* [Exercise brief]:
Your task is to transcribe the data in full.
━━━━━ Input records
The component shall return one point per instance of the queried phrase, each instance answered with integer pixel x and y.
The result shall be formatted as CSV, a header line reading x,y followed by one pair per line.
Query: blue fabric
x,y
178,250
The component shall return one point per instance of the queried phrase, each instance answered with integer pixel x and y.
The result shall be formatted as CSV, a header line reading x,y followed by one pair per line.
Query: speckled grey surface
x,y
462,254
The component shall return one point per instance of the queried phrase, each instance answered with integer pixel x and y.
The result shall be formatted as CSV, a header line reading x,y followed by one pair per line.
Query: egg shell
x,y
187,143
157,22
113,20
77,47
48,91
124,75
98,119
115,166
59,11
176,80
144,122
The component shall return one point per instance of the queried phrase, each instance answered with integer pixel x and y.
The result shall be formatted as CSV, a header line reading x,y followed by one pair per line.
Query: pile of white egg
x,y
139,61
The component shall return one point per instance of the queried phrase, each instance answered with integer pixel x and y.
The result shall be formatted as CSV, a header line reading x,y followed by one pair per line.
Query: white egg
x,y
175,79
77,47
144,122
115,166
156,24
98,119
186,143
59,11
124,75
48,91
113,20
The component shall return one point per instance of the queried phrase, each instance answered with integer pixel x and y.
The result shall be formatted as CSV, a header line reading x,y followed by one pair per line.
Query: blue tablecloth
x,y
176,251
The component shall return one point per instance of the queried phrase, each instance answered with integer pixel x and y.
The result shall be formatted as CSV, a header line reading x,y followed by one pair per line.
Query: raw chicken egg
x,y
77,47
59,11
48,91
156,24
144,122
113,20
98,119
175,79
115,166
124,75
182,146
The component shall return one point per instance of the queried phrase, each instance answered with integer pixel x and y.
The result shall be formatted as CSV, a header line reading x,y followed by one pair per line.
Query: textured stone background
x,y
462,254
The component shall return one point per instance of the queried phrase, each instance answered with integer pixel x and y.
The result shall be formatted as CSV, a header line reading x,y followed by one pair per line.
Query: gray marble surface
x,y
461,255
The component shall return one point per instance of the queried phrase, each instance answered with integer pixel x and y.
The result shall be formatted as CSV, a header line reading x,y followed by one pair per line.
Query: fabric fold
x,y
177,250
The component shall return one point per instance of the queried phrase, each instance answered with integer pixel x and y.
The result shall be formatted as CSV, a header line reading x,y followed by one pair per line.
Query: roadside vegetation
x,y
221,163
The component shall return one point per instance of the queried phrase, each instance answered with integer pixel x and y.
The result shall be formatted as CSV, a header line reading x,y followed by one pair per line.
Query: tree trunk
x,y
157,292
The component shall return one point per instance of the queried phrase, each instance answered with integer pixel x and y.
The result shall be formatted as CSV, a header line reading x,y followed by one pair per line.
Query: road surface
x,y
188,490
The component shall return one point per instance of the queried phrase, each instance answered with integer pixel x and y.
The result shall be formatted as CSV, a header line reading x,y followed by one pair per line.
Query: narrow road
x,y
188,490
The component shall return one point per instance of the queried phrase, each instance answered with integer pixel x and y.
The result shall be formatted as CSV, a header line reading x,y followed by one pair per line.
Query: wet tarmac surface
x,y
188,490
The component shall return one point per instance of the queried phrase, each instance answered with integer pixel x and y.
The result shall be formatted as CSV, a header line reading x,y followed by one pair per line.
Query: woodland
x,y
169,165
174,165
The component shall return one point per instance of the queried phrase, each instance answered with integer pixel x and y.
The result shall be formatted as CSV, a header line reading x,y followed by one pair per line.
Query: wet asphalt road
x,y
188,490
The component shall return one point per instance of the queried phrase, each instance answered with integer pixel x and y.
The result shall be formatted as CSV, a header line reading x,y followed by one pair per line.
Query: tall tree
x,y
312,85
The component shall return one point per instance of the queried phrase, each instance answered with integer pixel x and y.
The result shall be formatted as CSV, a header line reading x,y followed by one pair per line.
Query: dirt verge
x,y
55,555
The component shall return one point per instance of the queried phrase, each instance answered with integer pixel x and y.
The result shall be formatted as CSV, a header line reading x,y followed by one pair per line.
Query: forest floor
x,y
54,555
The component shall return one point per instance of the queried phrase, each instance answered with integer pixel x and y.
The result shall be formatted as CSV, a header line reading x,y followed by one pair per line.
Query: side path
━━━━━━━━━━
* [Response for this exercise]:
The component shall return one point per instance of the queried phrase, each instance answered with integer pixel x and y.
The result shall be formatted as CSV, a header line reading x,y followed by one pair per line.
Query: blue fabric
x,y
178,250
The component shall return one point per instance of the queried phrase, each instance answered with integer pixel x and y.
The result shall be formatted as CSV, a header line reading x,y followed by one pair per line.
Query: speckled grey surface
x,y
462,254
The component shall return one point per instance of the queried phrase, each instance answered with integer pixel x and y.
The result shall be formatted as CSV, a header line reading x,y followed by one pair per line.
Query: egg shell
x,y
187,143
157,22
113,20
77,47
48,91
124,75
98,119
115,166
59,11
176,80
144,122
The component shall return one point per instance of the queried phrase, each instance answered with integer pixel x and y.
The result shall be formatted as CSV, a header line reading x,y followed by one pair per line.
Query: pile of white egg
x,y
139,61
The component shall return one point per instance of the queried phrase, each instance answered with integer pixel x and y.
The result shall be formatted as CSV, a header line reading x,y followed by one pair per line.
Query: white egg
x,y
175,79
77,47
144,122
115,166
156,24
98,119
186,143
59,11
124,75
48,91
113,20
The component shall return one point per instance of the queried phrase, each instance answered with integer pixel x and y.
The result shall be formatted as CSV, a header line reading x,y followed by one pair per line.
Query: blue tablecloth
x,y
176,251
The component shall return one point per instance of the queried phrase, each instance answered with integer pixel x and y.
The result shall be formatted as CSV, a header line reading x,y followed by one pair per line.
Query: raw chicken egg
x,y
77,47
59,11
48,91
156,24
144,122
113,20
98,119
175,79
115,166
124,75
182,146
The component shall return one point per instance of the queried phrase, each instance answered with integer pixel x and y.
The result shall be formatted as CSV, a header line reading x,y followed by one pair per line.
Query: textured stone background
x,y
462,254
The component shall return one point per instance of the queried phrase, each instance answered with integer pixel x and y.
The result shall be formatted as CSV, a header line reading x,y followed by one pair per line.
Query: gray marble surface
x,y
461,255
The component shall return one point per instance of the queried phrase, each instance answered with integer pixel x and y.
The result shall be formatted as CSV, a header line reading x,y followed by one pair per line.
Query: fabric fold
x,y
177,250
The component shall return one point per instance of the queried phrase, each instance answered with integer pixel x and y.
The result shall be formatted as CSV, a header line reading x,y followed by one pair per line.
Query: roadside vegetation
x,y
221,163
The component shall return one point per instance of the queried phrase, each instance answered with integer pixel x and y.
The result shall be formatted as CSV, a header line reading x,y followed by one pair per line.
Query: tree trunk
x,y
157,292
The component shall return one point per instance of the queried phrase, each instance answered with integer pixel x and y.
The result shall be formatted as CSV, a header line reading x,y followed by one pair per line.
Query: road surface
x,y
188,490
The component shall return one point per instance of the queried phrase, each instance answered with integer pixel x and y.
The result shall be formatted as CSV, a header line reading x,y followed by one pair per line.
Query: narrow road
x,y
188,490
The component shall return one point per instance of the queried phrase, each instance answered with integer pixel x and y.
The result shall be formatted as CSV, a header line reading x,y followed by one pair per line.
Query: wet tarmac surface
x,y
188,490
The component shall return one point per instance of the queried phrase, each instance answered with integer pixel x and y.
The result shall be formatted as CSV, a header line reading x,y followed by one pair per line.
Query: woodland
x,y
169,165
174,165
The component shall return one point per instance of the queried phrase, each instance answered with integer pixel x and y.
The result shall be formatted as CSV, a header line reading x,y followed by one pair per line.
Query: wet asphalt road
x,y
188,490
The component shall return one point per instance of the queried phrase, each instance answered with integer pixel x and y.
The result shall be formatted as CSV, a header line reading x,y followed by one pair per line.
Query: tall tree
x,y
312,85
The component shall return one point per instance of the queried phrase, each instance answered with integer pixel x and y.
The result shall be formatted as CSV, a header line reading x,y followed by one pair per line.
Query: dirt verge
x,y
55,555
The component shall return one point per instance of the queried phrase, each instance answered with integer pixel x and y.
The result shall be formatted as CSV, a header line reading x,y followed by one pair per line.
Query: forest floor
x,y
54,555
The component shall return one point per instance of the queried phrase, each instance answered with integer pixel x and y.
The result shall be formatted as CSV, a header line reading x,y followed by one pair per line.
Query: side path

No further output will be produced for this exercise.